(begin)
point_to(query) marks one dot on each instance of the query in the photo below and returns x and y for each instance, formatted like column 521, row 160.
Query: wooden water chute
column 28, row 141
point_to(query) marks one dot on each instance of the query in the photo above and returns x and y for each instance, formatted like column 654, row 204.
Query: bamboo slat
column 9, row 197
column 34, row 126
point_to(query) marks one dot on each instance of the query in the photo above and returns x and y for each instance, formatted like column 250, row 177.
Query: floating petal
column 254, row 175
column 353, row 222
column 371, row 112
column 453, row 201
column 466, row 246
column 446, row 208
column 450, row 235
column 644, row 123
(end)
## What the task requires
Repeat every line of the records above word for word.

## Complete answer
point_to(query) marks one dot on each instance of the query in the photo below and returns x and y for each instance, formatted like column 521, row 160.
Query: wooden water chute
column 28, row 141
point_to(query) marks one dot on each instance of the query in the photo above and returns x and y for each instance, formatted like column 654, row 204.
Query: bamboo slat
column 9, row 197
column 34, row 126
point_to(query) marks one dot on each instance of the query in the photo above and returns x and y for each instance, formatted like column 250, row 177.
Query: floating petal
column 254, row 175
column 353, row 222
column 371, row 112
column 453, row 201
column 466, row 246
column 446, row 208
column 450, row 235
column 644, row 123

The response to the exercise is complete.